> Selected text
* START *

January 12, 2021

Scott’s tenure in the band ensured that Fraternity would at least gain some historic significance…

Music is the universal language, so they say. It transcends speech and cultural barriers and gives the whole human race a basis for communication. That being the case, it’s a peculiar phenomenon how some bands can become massive in one part of the world, but never really translate to another continent. Britain and the US were the epicentres of pop and rock in the 1960s, but Australian bands, for instance, struggled to gain traction in Britain until the mid-70s, when AC/DC led the charge. DC’s charismatic front man, Bon Scott, had already fronted a couple of major Aussie bands by this time, The Valentines, which broke up in 1970, and Fraternity, who had massive success in Australia and lesser success in Europe, but still failed to make the jump into Britain or the US.

Scott’s tenure in the band ensured that Fraternity would at least gain some historic significance for AC/DC aficionados, but they are often still regarded as a footnote in the AC/DC story, despite their complex musical arrangements and huge domestic influence. Hopefully this will be rectified to some extent by the remastering and re-issuing of their two original albums and more, in the guise of a new 3-CD boxed set, Seasons Of Change – The Complete Recordings 1970-1974. Even this may never have come about, were it not for the efforts of a young enthusiast named Victor Marshall, who has also written an extensive biography of the band, simply named Fraternity, with the blessing and co-operation of several of the old firm.

Go-Set Magazine poster – left to right: John Freeman, John Bisset, ‘Uncle’ John Eyers, Mick Jurd, Bruce Howe, Bon Scott (by courtesy of Hamish Henry)

Marshall has long been a fan of the band, despite their entire rise and fall being accomplished long before his birth. Nevertheless, his involvement with the music industry gave him an unexpected opportunity, as he explains: “Back in 2014, I was helping out at the South Australian Music Hall of Fame, and we did a night in celebration of Fraternity along with Glenn Shorrock from Little River Band. And I got to meet the guys that night, which was sort of a dream come true, because I had been a big fan of the band when I was in High School – I had followed Bon Scott’s story back into Fraternity. I had cut out old magazine and paper clippings of the band and collected what little was out there about them. So I got to meet Bruce Howe, John Freeman and Mauri Berg on their Hall of Fame induction night, and I found out that nothing I had read about them was correct!”

Marshall suggested they should write a book to put the record straight, but the guys weren’t convinced there would be a market, even if they had the time for such a project. So Marshall asked if they’d mind if he had a go, despite having no experience as an author. Thus began Marshall’s dive into a rabbit hole from which he wouldn’t emerge for a long time. “I spent four years interviewing them and everything, and that led me to find their original Manager Hamish Henry. He gave me his first interview in 50 years; we started working together and we resurrected the company that managed Fraternity, back in the ‘70s, Grape Music. He had all the unreleased recordings of them; an amazing treasure trove of unreleased Australian music. He also had the original tapes for the two original albums, Livestock and Flaming Galah, and it made sense to properly remaster them for the first time from the tapes and release them all as a complete collection.”

* END *

> Problem to solve
Transcribe the passage about Fraternity from "Music is the" up to and including "Britain or the US.".

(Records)
* START *

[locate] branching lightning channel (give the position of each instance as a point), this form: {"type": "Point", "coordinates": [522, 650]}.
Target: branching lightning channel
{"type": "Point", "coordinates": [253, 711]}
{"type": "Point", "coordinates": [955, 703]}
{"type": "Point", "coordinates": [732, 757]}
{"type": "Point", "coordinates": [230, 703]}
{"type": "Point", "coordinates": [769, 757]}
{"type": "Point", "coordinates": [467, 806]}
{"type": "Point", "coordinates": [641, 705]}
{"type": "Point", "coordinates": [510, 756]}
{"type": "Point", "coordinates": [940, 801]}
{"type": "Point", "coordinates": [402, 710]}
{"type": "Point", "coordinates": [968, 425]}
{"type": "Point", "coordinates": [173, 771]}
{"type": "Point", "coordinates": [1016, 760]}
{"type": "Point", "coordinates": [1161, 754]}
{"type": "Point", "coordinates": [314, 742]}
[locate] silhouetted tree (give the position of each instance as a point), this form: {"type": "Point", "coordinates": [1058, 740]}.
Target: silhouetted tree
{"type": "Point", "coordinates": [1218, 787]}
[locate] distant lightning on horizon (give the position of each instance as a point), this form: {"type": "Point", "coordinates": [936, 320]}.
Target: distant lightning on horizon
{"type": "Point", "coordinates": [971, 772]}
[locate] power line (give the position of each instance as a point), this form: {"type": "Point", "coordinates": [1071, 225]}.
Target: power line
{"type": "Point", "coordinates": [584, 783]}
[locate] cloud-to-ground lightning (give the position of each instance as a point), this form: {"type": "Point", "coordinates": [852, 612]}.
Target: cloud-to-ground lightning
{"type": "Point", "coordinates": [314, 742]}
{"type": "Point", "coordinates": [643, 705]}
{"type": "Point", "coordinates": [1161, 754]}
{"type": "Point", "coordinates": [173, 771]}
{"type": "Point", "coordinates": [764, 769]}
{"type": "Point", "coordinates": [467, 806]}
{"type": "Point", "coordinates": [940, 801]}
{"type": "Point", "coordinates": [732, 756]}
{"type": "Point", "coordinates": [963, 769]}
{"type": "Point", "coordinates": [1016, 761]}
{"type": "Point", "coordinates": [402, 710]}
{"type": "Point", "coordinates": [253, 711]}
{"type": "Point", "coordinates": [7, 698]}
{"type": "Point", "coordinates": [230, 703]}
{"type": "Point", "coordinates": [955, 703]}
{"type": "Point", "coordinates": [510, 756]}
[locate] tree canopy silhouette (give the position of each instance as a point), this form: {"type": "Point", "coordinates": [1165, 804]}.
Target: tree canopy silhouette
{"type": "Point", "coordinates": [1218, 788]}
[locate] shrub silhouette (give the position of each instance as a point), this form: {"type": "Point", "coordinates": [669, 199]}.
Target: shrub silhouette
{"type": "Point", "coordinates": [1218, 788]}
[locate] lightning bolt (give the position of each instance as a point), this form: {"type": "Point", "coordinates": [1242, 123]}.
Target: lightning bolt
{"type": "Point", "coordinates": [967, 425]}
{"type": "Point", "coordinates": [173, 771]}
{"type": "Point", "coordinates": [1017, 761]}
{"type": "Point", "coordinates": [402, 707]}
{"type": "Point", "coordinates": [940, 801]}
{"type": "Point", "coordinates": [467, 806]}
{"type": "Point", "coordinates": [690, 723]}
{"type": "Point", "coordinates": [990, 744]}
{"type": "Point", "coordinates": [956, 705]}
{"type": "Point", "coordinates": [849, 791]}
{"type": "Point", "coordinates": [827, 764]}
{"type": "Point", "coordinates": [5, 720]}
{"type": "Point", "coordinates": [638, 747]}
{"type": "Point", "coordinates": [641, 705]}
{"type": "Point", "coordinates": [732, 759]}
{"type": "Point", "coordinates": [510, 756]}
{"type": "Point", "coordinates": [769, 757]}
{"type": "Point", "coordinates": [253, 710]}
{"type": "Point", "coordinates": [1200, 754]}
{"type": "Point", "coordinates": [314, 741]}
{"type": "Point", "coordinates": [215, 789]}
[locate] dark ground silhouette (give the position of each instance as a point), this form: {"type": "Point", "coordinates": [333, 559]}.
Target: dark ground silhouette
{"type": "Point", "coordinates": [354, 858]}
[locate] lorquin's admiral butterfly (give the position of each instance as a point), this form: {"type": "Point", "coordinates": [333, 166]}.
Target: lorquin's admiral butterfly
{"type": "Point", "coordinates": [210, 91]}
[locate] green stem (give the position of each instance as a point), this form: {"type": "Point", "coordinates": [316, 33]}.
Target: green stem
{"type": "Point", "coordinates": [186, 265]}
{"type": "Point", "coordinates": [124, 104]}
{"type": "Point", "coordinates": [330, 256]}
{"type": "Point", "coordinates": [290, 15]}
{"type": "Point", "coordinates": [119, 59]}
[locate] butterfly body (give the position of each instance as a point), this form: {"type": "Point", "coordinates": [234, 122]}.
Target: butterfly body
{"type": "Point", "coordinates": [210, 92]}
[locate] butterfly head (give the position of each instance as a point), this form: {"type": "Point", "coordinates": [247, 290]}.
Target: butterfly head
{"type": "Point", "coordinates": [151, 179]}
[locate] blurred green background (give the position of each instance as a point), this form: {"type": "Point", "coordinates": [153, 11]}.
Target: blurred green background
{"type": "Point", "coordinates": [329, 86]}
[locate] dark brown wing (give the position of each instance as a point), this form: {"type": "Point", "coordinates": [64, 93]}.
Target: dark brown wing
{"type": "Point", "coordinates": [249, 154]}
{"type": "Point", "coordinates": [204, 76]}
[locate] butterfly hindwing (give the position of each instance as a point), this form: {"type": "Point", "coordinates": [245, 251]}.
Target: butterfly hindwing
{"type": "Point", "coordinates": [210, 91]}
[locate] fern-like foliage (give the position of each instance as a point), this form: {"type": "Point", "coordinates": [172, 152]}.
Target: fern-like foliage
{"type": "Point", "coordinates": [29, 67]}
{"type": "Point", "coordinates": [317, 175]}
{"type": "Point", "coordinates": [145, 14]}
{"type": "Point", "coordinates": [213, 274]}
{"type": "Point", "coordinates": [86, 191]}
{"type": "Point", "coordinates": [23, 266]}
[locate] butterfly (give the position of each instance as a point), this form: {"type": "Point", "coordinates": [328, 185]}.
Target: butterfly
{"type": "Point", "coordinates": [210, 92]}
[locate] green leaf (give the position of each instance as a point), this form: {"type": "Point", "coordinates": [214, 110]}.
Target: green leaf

* END *

> Result of the exercise
Music is the universal language, so they say. It transcends speech and cultural barriers and gives the whole human race a basis for communication. That being the case, it’s a peculiar phenomenon how some bands can become massive in one part of the world, but never really translate to another continent. Britain and the US were the epicentres of pop and rock in the 1960s, but Australian bands, for instance, struggled to gain traction in Britain until the mid-70s, when AC/DC led the charge. DC’s charismatic front man, Bon Scott, had already fronted a couple of major Aussie bands by this time, The Valentines, which broke up in 1970, and Fraternity, who had massive success in Australia and lesser success in Europe, but still failed to make the jump into Britain or the US.